Source excerpt:

Do you have heating in there?


----------



## richosullivan (Apr 10, 2017)

GGboy17 said:


> Do you have heating in there?



I have a house for them with a radiant heat panel that keeps it at 75 degrees. Being in Central Florida, not much use for it, but have a few nights where i'll lock them in.


----------



## richosullivan (Jul 6, 2017)

Finally starting to see him use the house on a regular basis, this is a common view each morning as the sun hits the ramp to the house - seems to lure him out:


----------



## xirxes (Jul 6, 2017)

As a pond specialist I have to say I understand your choice for Filter, but they are no joke the most PITA to clean types of filter of any on the market, especially with turtles/tortoises.

Better to get a good quality pump, maybe a Tidal Wave 2, and a Matala Biosteps filter. DIY is even better but PM for that info.

As with all suggestions throughout the history of time, yes they are more expensive up front, but the difference in maintenance and quality over time is easily worth 3x the difference.

This is the smallest rig we put on any small water feature to promise zero hairs pulled out over time.

Rest of your enclosure is Tortoise nirvana!!


----------



## janevicki (Jul 8, 2017)

Wow! richosullivan you did a great job! The elevated nightbox is really nice so it won't get wet when it gets into the rainy season. Love your pictures, especially the ones where you have your torts in their new digs.


----------



## richosullivan (Jul 10, 2017)

xirxes said:


> As a pond specialist I have to say I understand your choice for Filter, but they are no joke the most PITA to clean types of filter of any on the market, especially with turtles/tortoises.
> 
> Better to get a good quality pump, maybe a Tidal Wave 2, and a Matala Biosteps filter. DIY is even better but PM for that info.
> 
> ...



I currently have a TetraPond Water Garden Pump, 1000 GPH in a Pond Boss PSWP Pump Barrier Bag, that then feeds into the current filter i have - so far have had no issues with cleaning, but am always open to upgrading to make life easier.


----------



## richosullivan (Jul 10, 2017)

Provided data:
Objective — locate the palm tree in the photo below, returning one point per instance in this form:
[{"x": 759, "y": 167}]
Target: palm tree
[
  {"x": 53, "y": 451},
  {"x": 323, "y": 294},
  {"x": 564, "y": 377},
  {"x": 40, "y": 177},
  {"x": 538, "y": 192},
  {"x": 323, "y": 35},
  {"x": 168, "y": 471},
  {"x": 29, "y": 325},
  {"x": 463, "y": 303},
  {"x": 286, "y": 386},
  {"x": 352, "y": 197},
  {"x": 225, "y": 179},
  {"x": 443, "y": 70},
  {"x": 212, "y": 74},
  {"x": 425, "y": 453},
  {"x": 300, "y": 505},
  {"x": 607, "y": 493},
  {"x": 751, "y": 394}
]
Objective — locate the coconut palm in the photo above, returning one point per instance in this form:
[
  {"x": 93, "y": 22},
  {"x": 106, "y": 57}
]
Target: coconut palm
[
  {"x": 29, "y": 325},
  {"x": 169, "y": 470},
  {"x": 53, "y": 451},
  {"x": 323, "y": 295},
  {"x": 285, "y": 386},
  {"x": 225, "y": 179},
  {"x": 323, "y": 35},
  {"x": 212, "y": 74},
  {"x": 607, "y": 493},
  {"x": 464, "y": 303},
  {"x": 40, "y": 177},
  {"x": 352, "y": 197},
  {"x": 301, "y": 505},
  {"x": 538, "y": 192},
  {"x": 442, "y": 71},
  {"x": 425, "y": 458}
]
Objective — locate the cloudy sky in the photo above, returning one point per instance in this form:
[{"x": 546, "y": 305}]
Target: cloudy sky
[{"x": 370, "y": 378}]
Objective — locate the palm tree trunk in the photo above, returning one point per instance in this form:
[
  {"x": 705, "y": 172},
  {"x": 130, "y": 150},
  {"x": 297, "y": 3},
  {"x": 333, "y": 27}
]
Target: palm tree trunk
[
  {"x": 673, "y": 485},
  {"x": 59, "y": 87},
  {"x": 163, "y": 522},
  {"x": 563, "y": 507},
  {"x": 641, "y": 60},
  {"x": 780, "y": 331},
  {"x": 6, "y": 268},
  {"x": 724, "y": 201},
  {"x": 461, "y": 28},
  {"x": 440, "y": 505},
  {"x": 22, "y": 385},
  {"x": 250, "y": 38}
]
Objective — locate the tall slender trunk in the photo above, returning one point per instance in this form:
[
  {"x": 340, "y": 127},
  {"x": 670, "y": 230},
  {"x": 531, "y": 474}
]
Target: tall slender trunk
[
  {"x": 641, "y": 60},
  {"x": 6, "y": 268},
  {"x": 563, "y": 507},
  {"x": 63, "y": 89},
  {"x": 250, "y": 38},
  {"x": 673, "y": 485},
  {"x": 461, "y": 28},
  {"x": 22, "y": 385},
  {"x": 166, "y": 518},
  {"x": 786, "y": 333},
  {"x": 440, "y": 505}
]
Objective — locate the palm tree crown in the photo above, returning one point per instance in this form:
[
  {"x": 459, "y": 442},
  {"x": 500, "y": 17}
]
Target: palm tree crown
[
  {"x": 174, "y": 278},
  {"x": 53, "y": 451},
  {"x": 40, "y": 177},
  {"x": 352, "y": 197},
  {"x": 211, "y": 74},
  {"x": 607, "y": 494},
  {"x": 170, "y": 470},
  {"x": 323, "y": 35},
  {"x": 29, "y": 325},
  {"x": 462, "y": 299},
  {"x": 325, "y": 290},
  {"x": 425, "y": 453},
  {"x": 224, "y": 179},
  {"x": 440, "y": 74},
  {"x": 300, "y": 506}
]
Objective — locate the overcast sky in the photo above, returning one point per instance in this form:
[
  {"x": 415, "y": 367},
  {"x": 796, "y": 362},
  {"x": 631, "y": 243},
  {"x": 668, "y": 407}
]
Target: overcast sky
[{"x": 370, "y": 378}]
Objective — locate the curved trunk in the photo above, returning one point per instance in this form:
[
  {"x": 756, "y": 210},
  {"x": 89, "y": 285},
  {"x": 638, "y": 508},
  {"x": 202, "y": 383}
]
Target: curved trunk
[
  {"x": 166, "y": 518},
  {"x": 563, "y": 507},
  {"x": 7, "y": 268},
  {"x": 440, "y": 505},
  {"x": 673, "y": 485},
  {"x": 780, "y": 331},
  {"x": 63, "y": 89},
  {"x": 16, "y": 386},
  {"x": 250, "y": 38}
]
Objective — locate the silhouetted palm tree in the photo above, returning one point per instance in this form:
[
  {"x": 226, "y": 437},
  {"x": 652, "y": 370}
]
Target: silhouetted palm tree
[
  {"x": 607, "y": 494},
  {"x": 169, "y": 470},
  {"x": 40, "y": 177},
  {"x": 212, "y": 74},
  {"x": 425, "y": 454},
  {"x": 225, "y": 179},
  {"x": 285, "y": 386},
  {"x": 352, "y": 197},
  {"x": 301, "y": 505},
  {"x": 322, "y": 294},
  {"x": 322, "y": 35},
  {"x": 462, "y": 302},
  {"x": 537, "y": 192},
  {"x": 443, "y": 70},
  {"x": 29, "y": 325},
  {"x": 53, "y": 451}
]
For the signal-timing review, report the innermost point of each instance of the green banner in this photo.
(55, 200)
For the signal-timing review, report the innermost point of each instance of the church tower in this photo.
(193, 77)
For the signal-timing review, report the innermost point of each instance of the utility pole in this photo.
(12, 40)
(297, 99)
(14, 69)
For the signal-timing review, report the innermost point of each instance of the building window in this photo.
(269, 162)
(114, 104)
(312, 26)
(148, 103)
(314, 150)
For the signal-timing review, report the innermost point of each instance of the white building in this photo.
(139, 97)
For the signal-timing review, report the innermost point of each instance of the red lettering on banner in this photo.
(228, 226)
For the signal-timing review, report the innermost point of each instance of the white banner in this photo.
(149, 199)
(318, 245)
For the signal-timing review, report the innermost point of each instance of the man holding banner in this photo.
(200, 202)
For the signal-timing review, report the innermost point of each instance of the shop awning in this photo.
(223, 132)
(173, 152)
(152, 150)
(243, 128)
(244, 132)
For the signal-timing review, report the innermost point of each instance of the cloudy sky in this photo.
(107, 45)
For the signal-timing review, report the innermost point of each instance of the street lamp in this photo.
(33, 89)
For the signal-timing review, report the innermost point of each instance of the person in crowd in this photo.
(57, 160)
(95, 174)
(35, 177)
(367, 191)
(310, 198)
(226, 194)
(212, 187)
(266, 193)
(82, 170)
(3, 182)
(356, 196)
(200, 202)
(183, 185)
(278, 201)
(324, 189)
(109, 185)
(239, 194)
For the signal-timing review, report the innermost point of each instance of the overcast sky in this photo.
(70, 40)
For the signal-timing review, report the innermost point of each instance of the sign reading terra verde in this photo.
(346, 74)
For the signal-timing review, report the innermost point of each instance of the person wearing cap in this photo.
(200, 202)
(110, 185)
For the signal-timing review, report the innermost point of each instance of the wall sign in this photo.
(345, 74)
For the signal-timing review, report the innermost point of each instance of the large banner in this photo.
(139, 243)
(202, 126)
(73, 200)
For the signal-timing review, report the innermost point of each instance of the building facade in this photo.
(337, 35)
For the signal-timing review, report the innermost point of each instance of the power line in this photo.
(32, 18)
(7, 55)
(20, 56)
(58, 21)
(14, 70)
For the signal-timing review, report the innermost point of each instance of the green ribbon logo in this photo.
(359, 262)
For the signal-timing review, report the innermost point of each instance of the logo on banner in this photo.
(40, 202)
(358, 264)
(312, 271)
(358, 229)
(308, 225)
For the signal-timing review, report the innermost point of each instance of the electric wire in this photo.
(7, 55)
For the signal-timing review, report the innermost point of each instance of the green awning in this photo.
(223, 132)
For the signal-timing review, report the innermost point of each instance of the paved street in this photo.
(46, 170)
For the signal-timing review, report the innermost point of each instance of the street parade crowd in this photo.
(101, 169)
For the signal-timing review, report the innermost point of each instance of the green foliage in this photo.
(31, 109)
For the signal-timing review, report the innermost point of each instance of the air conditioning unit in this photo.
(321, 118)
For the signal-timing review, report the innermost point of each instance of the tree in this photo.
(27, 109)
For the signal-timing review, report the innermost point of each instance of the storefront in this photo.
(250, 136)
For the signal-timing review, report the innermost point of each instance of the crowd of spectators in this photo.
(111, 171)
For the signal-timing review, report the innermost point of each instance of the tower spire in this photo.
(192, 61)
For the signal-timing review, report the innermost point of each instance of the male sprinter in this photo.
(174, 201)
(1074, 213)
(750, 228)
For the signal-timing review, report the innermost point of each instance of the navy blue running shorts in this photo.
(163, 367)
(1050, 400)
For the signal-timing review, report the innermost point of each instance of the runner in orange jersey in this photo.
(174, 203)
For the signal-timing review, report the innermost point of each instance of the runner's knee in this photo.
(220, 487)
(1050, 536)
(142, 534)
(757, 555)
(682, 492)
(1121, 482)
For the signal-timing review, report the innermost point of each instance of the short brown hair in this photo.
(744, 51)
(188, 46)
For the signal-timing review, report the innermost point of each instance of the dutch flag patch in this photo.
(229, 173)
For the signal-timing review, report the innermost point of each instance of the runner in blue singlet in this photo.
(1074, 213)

Exercise tasks:
1) Write out the records again from the line containing "singlet in this photo." through the last line of the records, requests included. Multiply each coordinate in the answers by 1.6 and round to whole numbers, with halves rounded up.
2) Proceed with the forum thread about the tortoise enclosure, picking up where it stops.
The forum thread and the records were taken from unrelated sources.

Results:
1)
For the signal-timing review, report the innermost point of each instance of the runner in blue singlet in this photo.
(1718, 341)

2)
janevicki said:


> Wow! richosullivan you did a great job! The elevated nightbox is really nice so it won't get wet when it gets into the rainy season. Love your pictures, especially the ones where you have your torts in their new digs.



It works nicely as well as it has space underneath for them - so they can go under or in, whichever suits them better on the day.


----------



## richosullivan (Aug 16, 2017)

Was finally able to finish the area I set aside for my yellowfoot Timmie:


----------



## daniellenc (Aug 16, 2017)

That is amazing very nice work!!!


----------



## Ed mitch (Aug 16, 2017)

Looks great!


----------



## richosullivan (Aug 16, 2017)

daniellenc said:


> That is amazing very nice work!!!



Thanks. Building a small nightbox for him this weekend to add, though won't really need it for a while.


----------



## richosullivan (Aug 18, 2017)

Timmie enjoying full time outdoors, climbing to get some early morning rays.


----------



## MichaelaW (Aug 18, 2017)

Very nice! Again, you do such a great job with your enclosures!


----------



## richosullivan (Aug 28, 2017)

Put a little more work in this past weekend to almost finish the pond, and added the bamboo that I ordered a while ago and finally came in:


----------



## Ed mitch (Aug 28, 2017)

richosullivan said:


> Put a little more work in this past weekend to almost finish the pond, and added the bamboo that I ordered a while ago and finally came in:
> 
> View attachment 216806


Pond Looks great


----------



## richosullivan (Aug 28, 2017)

Just need to cover the waterfall with some slate rock, and then install the new pond filter once it arrives - thanks to the advice from @xirxes


----------



## richosullivan (Aug 29, 2017)

Figured I should post some photos with the torts:


----------



## richosullivan (Aug 29, 2017)

And here is a short video:


----------



## MichaelaW (Aug 29, 2017)

richosullivan said:


> And here is a short video:





richosullivan said:


> Figured I should post some photos with the torts:
> 
> View attachment 216897
> View attachment 216898
> View attachment 216899


Beautiful!


----------



## KevinGG (Aug 30, 2017)

Very nice!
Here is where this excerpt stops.